GIVEN INSTRUCTION
Pick out every line in the material below that contains the word "river", and copy each of those lines.

DATA TO USE
* * * * *

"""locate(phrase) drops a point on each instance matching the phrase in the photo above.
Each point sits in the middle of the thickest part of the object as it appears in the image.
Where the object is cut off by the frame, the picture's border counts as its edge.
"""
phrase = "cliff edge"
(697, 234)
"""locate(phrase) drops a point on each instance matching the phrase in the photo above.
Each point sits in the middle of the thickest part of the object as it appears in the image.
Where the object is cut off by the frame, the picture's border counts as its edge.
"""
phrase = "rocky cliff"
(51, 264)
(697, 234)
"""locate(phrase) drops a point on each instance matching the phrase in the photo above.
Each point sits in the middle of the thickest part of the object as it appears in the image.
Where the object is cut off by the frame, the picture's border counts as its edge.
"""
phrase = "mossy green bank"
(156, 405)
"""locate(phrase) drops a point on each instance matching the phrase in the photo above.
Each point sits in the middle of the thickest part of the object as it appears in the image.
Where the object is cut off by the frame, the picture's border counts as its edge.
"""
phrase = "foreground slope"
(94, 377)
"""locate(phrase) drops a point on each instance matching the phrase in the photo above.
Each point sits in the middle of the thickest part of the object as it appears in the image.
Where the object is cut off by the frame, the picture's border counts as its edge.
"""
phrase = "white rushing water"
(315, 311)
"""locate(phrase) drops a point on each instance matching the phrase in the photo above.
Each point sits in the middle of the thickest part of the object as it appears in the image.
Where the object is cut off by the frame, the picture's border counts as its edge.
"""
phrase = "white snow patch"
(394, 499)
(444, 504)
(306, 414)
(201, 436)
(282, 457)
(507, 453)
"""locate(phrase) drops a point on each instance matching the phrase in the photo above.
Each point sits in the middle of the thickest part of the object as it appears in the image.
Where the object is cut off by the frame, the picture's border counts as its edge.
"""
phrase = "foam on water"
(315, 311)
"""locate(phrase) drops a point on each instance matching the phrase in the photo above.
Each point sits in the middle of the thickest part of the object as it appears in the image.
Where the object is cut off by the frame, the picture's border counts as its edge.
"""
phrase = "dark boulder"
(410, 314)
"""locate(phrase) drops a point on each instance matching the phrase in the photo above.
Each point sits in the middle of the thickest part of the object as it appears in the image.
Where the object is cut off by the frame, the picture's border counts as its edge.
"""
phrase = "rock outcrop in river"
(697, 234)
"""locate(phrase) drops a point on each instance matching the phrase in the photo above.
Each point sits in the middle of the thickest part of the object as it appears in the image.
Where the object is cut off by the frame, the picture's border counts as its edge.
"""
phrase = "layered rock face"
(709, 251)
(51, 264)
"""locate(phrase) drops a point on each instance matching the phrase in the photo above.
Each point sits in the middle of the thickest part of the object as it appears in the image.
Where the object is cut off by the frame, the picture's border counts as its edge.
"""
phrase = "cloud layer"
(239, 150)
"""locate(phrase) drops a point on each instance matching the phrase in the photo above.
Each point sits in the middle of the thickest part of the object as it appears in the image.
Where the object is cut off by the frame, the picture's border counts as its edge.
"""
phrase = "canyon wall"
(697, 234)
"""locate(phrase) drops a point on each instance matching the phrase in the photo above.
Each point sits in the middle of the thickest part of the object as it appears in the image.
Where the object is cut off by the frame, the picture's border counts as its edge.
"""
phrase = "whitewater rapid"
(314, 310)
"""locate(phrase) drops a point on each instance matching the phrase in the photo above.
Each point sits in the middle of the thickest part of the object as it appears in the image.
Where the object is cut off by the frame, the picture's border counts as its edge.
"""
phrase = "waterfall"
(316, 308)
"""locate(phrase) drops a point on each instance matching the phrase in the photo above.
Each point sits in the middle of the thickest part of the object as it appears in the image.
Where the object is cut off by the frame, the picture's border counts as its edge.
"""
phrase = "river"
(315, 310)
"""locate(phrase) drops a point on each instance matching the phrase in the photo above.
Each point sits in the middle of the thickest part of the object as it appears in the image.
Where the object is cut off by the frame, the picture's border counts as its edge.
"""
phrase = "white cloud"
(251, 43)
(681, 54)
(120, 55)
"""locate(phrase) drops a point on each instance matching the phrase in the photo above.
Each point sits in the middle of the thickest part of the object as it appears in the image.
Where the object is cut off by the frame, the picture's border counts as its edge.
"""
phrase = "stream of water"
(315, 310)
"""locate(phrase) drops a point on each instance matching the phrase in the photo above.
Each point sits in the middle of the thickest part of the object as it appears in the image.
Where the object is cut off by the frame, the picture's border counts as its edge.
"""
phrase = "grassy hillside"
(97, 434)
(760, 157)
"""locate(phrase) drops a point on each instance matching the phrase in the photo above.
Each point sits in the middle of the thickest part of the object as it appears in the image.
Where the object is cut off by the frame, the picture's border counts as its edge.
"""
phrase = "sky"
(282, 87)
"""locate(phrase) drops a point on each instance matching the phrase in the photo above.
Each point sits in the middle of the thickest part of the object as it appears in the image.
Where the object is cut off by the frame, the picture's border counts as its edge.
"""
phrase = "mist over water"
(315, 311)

* * * * *

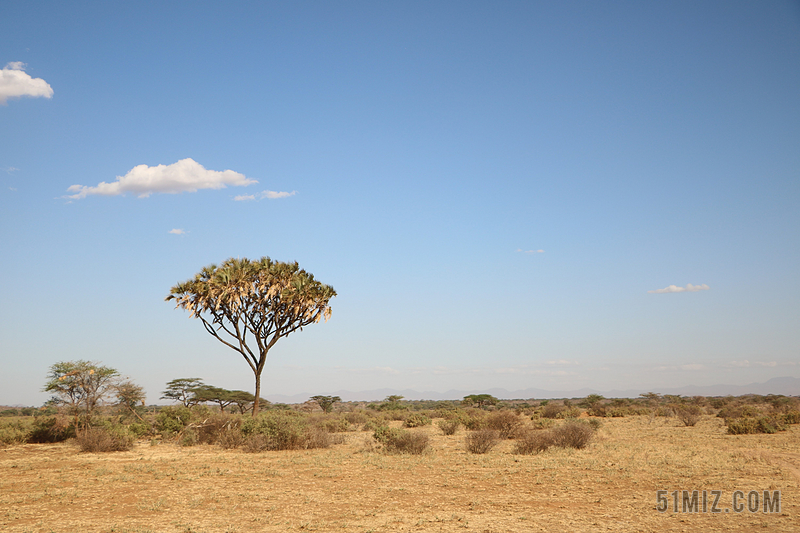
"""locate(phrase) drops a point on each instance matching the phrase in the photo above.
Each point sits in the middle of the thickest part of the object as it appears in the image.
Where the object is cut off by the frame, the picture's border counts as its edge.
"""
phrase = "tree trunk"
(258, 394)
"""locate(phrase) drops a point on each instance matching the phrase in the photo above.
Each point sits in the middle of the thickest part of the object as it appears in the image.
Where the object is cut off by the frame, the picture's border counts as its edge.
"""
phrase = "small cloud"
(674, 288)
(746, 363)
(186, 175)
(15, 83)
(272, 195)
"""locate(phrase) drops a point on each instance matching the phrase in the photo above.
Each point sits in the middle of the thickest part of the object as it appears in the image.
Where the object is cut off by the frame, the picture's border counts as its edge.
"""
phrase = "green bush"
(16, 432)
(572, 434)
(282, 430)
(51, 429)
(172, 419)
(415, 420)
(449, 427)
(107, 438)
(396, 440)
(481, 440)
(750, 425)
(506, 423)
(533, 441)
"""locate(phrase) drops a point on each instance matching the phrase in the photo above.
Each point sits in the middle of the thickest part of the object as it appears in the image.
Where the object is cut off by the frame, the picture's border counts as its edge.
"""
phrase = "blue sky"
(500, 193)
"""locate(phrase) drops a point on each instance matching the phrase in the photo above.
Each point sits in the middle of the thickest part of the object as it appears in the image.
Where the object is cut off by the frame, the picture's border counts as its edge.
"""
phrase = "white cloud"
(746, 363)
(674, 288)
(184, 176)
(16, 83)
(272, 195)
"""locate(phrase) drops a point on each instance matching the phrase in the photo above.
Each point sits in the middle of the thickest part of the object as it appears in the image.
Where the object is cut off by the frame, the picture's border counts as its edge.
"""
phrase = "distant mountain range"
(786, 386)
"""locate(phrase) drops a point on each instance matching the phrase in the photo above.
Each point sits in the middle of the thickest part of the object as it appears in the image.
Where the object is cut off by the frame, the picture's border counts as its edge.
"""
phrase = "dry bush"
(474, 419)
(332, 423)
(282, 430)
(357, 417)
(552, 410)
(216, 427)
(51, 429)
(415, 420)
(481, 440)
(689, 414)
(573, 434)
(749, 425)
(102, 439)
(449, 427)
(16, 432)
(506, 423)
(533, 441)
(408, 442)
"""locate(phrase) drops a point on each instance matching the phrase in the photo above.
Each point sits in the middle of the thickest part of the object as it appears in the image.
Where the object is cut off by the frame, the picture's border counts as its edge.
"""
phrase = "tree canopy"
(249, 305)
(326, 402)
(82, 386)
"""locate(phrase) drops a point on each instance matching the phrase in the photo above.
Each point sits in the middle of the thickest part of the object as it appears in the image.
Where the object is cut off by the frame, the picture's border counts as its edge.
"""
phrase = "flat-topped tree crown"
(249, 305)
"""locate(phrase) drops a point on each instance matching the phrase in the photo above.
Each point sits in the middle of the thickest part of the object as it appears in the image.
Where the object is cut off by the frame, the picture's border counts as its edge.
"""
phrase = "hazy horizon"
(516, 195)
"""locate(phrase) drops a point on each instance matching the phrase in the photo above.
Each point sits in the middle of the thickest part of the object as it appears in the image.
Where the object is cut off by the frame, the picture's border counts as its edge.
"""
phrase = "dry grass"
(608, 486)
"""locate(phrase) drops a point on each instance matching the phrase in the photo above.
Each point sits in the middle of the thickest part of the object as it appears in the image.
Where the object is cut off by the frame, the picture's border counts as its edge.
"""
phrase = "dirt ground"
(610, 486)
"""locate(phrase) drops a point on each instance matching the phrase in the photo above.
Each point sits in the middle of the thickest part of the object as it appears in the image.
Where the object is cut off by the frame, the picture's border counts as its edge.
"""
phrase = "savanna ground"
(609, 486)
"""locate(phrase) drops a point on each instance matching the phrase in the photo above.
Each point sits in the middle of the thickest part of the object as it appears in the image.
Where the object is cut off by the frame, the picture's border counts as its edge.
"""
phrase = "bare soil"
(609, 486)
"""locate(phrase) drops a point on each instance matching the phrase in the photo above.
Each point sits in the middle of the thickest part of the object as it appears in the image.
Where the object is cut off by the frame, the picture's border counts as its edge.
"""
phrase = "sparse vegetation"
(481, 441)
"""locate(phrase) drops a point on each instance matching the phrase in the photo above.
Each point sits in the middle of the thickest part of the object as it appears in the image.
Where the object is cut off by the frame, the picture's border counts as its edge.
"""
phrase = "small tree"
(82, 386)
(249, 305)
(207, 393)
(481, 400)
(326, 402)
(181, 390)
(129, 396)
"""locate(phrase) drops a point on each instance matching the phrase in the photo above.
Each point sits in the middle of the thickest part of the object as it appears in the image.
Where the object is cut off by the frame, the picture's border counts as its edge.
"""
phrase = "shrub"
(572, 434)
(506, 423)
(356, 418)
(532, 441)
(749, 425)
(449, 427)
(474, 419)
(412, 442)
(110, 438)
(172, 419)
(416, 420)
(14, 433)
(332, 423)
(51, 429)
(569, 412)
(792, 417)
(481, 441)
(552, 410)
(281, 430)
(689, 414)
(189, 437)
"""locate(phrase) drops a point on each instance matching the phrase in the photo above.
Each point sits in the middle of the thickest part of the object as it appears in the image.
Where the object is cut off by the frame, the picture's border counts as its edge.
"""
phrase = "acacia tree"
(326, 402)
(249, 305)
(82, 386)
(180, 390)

* * * * *

CORRECT RESPONSE
phrase = "rock outcrop in river"
phrase = "river"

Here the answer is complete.